▶ REQUIRED WORK
1. Copy the passage of the migration write-up that starts at "This shift from" and ends at "as Code practices.".
2. In the migration write-up, what monthly price does the comment give for the Lightsail bundle "medium_2_0"?

Cloud Architecture: Lightsail to Kubernetes Migration

The migration required rethinking how we provision and manage lab environments, moving from a single-instance model to a multi-tenant Kubernetes cluster.

Old Pattern (Lightsail):

# terraform/lightsail.tf
resource "aws_lightsail_instance" "lab_env" {
  count             = 20
  name              = "lab-${count.index}"
  availability_zone = "us-east-1a"
  blueprint_id      = "ubuntu_22_04"
  bundle_id         = "medium_2_0"  # $40/month
  
  user_data = file("init-script.sh")
}

New Pattern (Kubernetes):

# kubernetes/lab-namespace.yaml
apiVersion: v1
kind: Namespace
metadata:
  name: lab-${USER}
  labels:
    environment: lab
    owner: ${USER}
---
apiVersion: v1
kind: ResourceQuota
metadata:
  name: compute-quota
  namespace: lab-${USER}
spec:
  hard:
    requests.cpu: "4"
    requests.memory: 8Gi
    limits.cpu: "8"
    limits.memory: 16Gi
    persistentvolumeclaims: "5"
---
apiVersion: networking.k8s.io/v1
kind: NetworkPolicy
metadata:
  name: namespace-isolation
  namespace: lab-${USER}
spec:
  podSelector: {}
  policyTypes:
  - Ingress
  - Egress
  ingress:
  - from:
    - namespaceSelector:
        matchLabels:
          name: lab-${USER}

This shift from instance-per-environment to namespace-per-environment unlocked true multi-tenancy. Engineers could spin up isolated environments in seconds, not minutes, leveraging the power of container orchestration.

Infrastructure as Code Migration with Terraform

The Terraform migration was straightforward but required careful state management, particularly when moving from AWS Lightsail resources to a self-hosted Kubernetes cluster. This highlighted the benefits of robust Infrastructure as Code practices.

# terraform/k8s-cluster.tf
module "k3s_cluster" {
  source = "./modules/k3s"
  
  nodes = [
    {
      name     = "k3s-master-01"
      role     = "control-plane"
      provider = "hetzner"
      size     = "ax41"
    },
    {
      name     = "k3s-worker-01"
      role     = "worker"
      provider = "hetzner"
      size     = "ax41"
    },
    {
      name     = "k3s-worker-02"

▶ SUPPLIED DATA
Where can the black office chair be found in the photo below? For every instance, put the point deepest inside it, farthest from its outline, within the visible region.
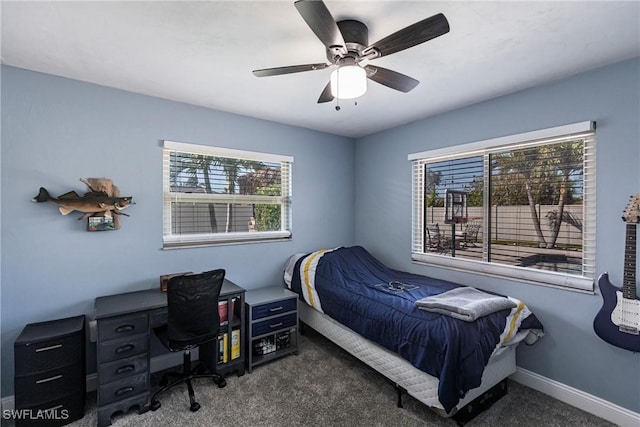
(192, 303)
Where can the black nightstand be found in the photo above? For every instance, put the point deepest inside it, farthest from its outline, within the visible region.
(272, 323)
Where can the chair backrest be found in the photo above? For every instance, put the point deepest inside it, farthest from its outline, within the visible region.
(192, 305)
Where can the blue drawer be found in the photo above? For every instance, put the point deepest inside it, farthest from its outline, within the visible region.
(274, 324)
(273, 308)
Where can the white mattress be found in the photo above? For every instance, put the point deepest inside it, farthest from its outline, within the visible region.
(417, 383)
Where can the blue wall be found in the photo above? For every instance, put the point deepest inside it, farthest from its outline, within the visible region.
(56, 131)
(570, 352)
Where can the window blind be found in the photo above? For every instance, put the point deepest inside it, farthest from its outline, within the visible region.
(533, 197)
(216, 195)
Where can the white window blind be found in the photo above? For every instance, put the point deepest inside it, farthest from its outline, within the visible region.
(217, 195)
(529, 210)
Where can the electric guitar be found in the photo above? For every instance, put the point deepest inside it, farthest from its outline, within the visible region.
(618, 321)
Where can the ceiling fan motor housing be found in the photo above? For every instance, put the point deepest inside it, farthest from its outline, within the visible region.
(356, 38)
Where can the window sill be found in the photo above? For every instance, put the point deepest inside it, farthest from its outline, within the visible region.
(202, 240)
(522, 274)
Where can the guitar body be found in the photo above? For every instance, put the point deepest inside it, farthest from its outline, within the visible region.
(616, 320)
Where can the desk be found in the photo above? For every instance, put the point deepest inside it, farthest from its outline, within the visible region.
(123, 330)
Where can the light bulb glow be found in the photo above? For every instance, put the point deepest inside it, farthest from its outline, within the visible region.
(348, 81)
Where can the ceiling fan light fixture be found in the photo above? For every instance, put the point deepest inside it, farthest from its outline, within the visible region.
(348, 81)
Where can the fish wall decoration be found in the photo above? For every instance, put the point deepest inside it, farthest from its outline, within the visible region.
(102, 199)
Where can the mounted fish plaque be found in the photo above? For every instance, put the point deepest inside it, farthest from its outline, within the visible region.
(101, 205)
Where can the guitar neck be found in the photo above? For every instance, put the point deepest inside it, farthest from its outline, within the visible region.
(629, 280)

▶ WRITTEN ANSWERS
1.
This shift from instance-per-environment to namespace-per-environment unlocked true multi-tenancy. Engineers could spin up isolated environments in seconds, not minutes, leveraging the power of container orchestration.

Infrastructure as Code Migration with Terraform

The Terraform migration was straightforward but required careful state management, particularly when moving from AWS Lightsail resources to a self-hosted Kubernetes cluster. This highlighted the benefits of robust Infrastructure as Code practices.

2. $40 per month.